::: Supplied data :::

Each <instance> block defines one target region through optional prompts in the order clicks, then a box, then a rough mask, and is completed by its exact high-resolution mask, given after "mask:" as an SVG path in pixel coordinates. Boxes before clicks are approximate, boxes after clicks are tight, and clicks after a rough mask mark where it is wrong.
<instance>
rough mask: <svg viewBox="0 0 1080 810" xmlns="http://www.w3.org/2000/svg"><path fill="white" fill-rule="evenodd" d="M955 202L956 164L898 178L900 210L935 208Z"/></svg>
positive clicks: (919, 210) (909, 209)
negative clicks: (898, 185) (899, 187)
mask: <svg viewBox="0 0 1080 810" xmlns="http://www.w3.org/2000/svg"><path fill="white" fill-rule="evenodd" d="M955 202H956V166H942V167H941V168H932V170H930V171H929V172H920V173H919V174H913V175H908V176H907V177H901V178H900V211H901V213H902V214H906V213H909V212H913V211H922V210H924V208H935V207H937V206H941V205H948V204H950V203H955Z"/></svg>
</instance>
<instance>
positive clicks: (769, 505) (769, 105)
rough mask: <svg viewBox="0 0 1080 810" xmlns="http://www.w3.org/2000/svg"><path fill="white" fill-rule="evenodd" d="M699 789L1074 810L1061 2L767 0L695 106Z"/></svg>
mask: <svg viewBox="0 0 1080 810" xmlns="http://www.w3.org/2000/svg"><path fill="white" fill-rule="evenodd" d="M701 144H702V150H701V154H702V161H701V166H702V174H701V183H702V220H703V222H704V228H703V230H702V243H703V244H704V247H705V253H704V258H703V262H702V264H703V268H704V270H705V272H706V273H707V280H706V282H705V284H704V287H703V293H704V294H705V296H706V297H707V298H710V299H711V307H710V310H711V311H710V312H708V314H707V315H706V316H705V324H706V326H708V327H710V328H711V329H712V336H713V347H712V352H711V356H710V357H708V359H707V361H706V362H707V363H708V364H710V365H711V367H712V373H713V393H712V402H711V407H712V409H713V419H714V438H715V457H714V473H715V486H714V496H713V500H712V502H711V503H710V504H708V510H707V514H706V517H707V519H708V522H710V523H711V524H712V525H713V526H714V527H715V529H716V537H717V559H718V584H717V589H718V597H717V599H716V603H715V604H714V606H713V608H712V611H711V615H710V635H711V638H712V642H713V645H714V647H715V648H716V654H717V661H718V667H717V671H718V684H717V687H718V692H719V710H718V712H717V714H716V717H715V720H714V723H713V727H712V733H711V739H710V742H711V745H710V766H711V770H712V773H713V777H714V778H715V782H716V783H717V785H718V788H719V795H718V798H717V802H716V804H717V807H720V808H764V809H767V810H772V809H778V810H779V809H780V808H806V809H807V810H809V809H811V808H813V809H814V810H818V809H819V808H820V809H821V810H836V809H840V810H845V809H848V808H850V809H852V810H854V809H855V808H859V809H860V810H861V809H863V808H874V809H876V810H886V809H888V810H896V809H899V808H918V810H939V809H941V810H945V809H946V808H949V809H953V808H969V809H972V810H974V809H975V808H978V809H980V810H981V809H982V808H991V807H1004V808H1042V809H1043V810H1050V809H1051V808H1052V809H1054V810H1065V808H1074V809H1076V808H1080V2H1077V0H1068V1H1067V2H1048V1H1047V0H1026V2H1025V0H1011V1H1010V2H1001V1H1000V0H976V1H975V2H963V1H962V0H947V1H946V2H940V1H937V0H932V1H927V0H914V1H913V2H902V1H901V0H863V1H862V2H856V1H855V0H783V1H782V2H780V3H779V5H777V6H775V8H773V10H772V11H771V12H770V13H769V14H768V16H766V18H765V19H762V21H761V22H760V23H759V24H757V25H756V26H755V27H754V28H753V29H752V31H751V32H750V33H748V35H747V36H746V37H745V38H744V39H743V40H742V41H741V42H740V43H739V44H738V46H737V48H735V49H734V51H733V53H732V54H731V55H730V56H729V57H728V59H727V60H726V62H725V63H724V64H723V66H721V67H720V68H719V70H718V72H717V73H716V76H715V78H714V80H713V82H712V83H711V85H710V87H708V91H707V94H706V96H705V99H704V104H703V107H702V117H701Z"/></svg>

:::

[Problem statement]
Output the data exactly, in full.

[Response]
Each <instance> block defines one target region through optional prompts in the order clicks, then a box, then a rough mask, and is completed by its exact high-resolution mask, given after "mask:" as an SVG path in pixel coordinates. Boxes before clicks are approximate, boxes after clicks are tight, and clicks after a rough mask mark where it is wrong.
<instance>
rough mask: <svg viewBox="0 0 1080 810" xmlns="http://www.w3.org/2000/svg"><path fill="white" fill-rule="evenodd" d="M955 202L956 164L898 178L900 210L935 208Z"/></svg>
positive clicks: (919, 210) (909, 209)
negative clicks: (898, 185) (899, 187)
mask: <svg viewBox="0 0 1080 810" xmlns="http://www.w3.org/2000/svg"><path fill="white" fill-rule="evenodd" d="M955 202H956V166H942V167H941V168H932V170H930V171H929V172H920V173H919V174H913V175H908V176H907V177H901V178H900V211H901V213H902V214H906V213H909V212H913V211H922V210H924V208H935V207H937V206H941V205H948V204H950V203H955Z"/></svg>
</instance>
<instance>
positive clicks: (769, 505) (769, 105)
rough mask: <svg viewBox="0 0 1080 810" xmlns="http://www.w3.org/2000/svg"><path fill="white" fill-rule="evenodd" d="M699 789L1074 810L1061 2L767 0L695 106Z"/></svg>
mask: <svg viewBox="0 0 1080 810" xmlns="http://www.w3.org/2000/svg"><path fill="white" fill-rule="evenodd" d="M701 144H702V150H701V154H702V161H701V166H702V174H701V183H702V220H703V222H704V228H703V230H702V243H703V244H704V247H705V253H704V258H703V262H702V264H703V268H704V270H705V272H706V273H707V280H706V282H705V284H704V287H703V293H704V294H705V296H706V297H707V298H710V299H711V307H710V310H711V311H710V312H708V314H707V315H706V316H705V324H706V326H708V327H710V328H711V329H712V336H713V347H712V352H711V356H710V357H708V359H707V361H706V362H707V363H708V364H710V365H711V367H712V373H713V393H712V402H711V407H712V409H713V419H714V438H715V457H714V473H715V486H714V496H713V500H712V502H711V503H710V504H708V510H707V514H706V517H707V519H708V522H710V523H711V524H712V525H713V526H714V527H715V529H716V537H717V559H718V584H717V589H718V597H717V599H716V603H715V604H714V606H713V608H712V611H711V615H710V635H711V638H712V642H713V645H714V647H715V648H716V654H717V661H718V667H717V671H718V684H717V687H718V692H719V710H718V712H717V714H716V717H715V720H714V723H713V727H712V733H711V739H710V742H711V745H710V766H711V770H712V773H713V777H714V778H715V782H716V783H717V785H718V788H719V795H718V798H717V802H716V804H717V807H720V808H764V809H767V810H772V809H778V810H779V809H780V808H806V809H807V810H809V809H811V808H813V809H814V810H818V809H819V808H820V809H821V810H836V809H840V810H845V809H848V808H850V809H852V810H854V809H855V808H859V809H860V810H861V809H863V808H874V809H876V810H886V809H888V810H896V809H899V808H918V810H939V809H941V810H945V809H946V808H949V809H953V808H969V809H972V810H974V809H975V808H978V809H980V810H981V809H982V808H991V807H1004V808H1042V809H1043V810H1050V809H1051V808H1052V809H1054V810H1065V808H1074V809H1076V808H1080V2H1077V0H1068V1H1067V2H1048V1H1047V0H1026V2H1025V0H1011V1H1010V2H1001V1H1000V0H976V1H975V2H963V1H962V0H947V1H946V2H940V1H937V0H932V1H927V0H914V1H913V2H902V1H901V0H863V1H862V2H856V1H855V0H783V1H782V2H780V3H779V5H777V6H775V8H773V10H772V11H771V12H770V13H769V14H768V16H766V18H765V19H762V21H761V22H760V23H759V24H757V25H756V26H755V27H754V28H753V29H752V31H751V32H750V33H748V35H747V36H746V37H745V38H744V39H743V40H742V41H741V42H740V43H739V44H738V46H737V48H735V49H734V51H733V53H732V54H731V55H730V56H729V57H728V59H727V60H726V62H725V63H724V64H723V66H721V67H720V68H719V70H718V72H717V73H716V76H715V78H714V80H713V82H712V83H711V85H710V87H708V91H707V94H706V96H705V99H704V104H703V107H702V117H701Z"/></svg>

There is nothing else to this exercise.